- Brief -
Answer these questions about the Beautiful Soup notebook:
(a) Which parser name is passed to BeautifulSoup?
(b) What three department names make up the list named depts?
(c) In the code under "In [34]:", which tag name is given to find_all?

- Selected passage -

# Beautiful Soup Sandbox
a notebook to investigate pulling class information out of PCC class schedule webpages

In [30]:
import requests
from bs4 import BeautifulSoup
import urllib
from bs4_functions import get_instr_sec_lst

In [31]:
base_url = 'https://www.pcc.edu/schedule/default.cfm?fa=dspTopic&thisTerm=200701&type=Credit'
page = requests.get(base_url)
soup = BeautifulSoup(page.content, 'html.parser')

In [32]:
depts = ['Civil and Mechanical Engineering Technology', 'Engineering', 'Electronic Engineering Technology']

In [33]:
dept_url_lst=[]
base_url = 'https://www.pcc.edu/schedule/'
for link in soup.find_all('a', href=True):
    if link.text in depts:
        extension = link.get("href")
        url = urllib.parse.urljoin(base_url,extension)
        dept_url_lst.append(url)
        
for link in dept_url_lst:
    print(link)

https://www.pcc.edu/schedule/default.cfm?fa=dspTopicDetails&thisTerm=201802&topicid=CMET&type=Credit
https://www.pcc.edu/schedule/default.cfm?fa=dspTopicDetails&thisTerm=201802&topicid=EET&type=Credit
https://www.pcc.edu/schedule/default.cfm?fa=dspTopicDetails&thisTerm=201802&topicid=GE&type=Credit


In [34]:
class_url_lst=[]
base_url = 'https://www.pcc.edu/schedule/'
for url in dept_url_lst:
    page = requests.get(url)
    soup = BeautifulSoup(page.content, 'html.parser')
    for course in soup.find_all('dd'):
        if course.a.get("href"):
            ext = course.a.get("href")
            url = urllib.parse.urljoin(base_url,ext)

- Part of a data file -
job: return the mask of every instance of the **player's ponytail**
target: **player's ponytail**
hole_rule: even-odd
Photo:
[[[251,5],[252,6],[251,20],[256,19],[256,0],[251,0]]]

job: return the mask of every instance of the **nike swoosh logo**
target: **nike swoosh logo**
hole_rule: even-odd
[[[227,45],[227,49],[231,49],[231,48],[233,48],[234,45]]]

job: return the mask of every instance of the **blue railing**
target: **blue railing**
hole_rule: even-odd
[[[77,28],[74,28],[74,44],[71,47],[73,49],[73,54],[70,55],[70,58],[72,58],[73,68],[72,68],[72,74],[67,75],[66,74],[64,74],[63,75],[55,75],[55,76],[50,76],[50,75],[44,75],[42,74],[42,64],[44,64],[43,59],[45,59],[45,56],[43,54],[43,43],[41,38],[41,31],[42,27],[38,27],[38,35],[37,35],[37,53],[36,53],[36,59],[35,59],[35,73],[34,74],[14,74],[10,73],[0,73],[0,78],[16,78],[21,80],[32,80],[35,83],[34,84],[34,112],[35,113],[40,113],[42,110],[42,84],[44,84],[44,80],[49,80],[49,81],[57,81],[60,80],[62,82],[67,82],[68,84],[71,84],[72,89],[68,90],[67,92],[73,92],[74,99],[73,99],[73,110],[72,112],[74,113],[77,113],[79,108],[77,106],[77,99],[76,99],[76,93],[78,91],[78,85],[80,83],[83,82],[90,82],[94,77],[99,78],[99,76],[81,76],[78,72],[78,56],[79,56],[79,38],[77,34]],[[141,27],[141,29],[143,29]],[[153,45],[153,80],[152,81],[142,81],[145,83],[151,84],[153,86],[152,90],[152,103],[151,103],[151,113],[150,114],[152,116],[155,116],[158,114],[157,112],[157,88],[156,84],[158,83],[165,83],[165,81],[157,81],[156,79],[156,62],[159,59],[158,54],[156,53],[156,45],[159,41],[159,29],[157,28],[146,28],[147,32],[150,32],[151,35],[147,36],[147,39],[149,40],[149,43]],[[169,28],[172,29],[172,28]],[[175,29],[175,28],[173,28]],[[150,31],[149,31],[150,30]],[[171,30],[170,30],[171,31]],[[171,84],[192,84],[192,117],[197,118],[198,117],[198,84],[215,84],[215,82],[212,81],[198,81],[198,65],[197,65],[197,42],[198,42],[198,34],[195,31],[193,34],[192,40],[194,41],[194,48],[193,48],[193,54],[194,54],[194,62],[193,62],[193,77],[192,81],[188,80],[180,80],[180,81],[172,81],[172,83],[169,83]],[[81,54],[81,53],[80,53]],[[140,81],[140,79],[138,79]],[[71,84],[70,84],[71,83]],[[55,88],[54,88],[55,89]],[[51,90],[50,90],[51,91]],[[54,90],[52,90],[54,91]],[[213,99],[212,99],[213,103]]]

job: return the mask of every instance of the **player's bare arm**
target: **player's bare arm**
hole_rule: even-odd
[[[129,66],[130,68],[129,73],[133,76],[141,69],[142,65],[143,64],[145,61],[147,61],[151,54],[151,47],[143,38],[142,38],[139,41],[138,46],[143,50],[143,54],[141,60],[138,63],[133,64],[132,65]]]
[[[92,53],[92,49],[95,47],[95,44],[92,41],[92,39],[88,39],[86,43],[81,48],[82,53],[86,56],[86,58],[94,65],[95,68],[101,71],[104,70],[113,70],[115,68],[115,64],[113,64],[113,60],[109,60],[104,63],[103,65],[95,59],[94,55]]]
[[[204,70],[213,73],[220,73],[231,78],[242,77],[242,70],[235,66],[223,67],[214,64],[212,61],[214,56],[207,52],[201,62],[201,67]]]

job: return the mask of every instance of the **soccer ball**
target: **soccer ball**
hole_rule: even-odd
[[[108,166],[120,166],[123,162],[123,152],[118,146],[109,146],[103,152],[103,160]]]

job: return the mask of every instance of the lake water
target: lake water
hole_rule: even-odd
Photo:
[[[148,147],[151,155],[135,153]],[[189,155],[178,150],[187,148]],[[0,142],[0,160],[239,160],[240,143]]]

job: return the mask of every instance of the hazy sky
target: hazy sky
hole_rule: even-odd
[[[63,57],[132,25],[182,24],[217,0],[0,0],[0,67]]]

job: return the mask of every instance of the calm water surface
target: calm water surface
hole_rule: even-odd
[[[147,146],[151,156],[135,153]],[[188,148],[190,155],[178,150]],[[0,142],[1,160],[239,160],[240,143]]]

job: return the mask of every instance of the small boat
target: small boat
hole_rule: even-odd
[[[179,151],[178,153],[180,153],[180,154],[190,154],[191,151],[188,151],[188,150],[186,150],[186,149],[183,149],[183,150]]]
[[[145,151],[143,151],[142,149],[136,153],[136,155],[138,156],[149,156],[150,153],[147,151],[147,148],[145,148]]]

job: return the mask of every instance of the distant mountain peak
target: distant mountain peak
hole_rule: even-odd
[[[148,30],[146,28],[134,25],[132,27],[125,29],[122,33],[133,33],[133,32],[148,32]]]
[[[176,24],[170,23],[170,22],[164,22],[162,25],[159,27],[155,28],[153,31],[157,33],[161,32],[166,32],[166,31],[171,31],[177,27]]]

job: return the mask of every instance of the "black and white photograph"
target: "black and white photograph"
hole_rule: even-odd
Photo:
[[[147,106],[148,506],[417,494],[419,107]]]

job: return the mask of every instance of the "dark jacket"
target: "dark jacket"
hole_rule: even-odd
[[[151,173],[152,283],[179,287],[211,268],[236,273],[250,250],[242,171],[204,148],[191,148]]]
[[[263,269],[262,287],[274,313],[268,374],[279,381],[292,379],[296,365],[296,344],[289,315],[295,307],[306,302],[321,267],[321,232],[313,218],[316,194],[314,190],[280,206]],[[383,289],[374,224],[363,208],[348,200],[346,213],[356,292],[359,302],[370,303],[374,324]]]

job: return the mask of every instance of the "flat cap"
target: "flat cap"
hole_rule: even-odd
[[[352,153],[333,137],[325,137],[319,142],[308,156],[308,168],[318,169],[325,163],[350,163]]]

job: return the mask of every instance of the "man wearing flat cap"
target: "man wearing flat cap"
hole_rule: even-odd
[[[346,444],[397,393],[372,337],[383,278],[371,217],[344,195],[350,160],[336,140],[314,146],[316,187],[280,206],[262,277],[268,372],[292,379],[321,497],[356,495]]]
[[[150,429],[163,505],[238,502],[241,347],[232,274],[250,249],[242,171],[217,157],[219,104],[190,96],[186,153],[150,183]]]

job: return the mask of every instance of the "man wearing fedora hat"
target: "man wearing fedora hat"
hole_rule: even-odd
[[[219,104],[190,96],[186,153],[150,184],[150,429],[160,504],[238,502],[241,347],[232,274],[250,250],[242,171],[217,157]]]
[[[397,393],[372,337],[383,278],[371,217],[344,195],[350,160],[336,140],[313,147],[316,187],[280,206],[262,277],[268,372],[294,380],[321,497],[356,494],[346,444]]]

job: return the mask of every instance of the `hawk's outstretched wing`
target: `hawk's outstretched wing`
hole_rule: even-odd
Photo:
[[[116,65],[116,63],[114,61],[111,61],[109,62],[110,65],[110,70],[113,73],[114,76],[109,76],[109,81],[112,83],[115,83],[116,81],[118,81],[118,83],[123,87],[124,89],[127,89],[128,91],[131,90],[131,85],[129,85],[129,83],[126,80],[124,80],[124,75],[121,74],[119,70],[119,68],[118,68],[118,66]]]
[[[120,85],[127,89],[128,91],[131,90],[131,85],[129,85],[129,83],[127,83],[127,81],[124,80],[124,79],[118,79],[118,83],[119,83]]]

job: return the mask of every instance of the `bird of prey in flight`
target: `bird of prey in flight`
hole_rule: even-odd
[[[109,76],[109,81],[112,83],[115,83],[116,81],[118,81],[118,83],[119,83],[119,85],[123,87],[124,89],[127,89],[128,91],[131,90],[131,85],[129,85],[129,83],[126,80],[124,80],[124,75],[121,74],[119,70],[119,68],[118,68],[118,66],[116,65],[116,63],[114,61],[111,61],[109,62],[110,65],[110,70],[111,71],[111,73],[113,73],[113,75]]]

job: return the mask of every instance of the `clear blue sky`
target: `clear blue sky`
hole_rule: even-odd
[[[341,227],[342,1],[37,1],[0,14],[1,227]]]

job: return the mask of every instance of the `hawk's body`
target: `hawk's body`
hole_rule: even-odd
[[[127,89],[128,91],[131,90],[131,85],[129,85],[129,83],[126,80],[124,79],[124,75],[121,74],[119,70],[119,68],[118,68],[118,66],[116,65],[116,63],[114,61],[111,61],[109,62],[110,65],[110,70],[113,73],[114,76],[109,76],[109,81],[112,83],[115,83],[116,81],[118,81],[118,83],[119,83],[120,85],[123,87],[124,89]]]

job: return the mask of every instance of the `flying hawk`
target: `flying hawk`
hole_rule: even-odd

- Result below -
(a) 'html.parser'
(b) Civil and Mechanical Engineering Technology, Engineering, and Electronic Engineering Technology
(c) 'dd'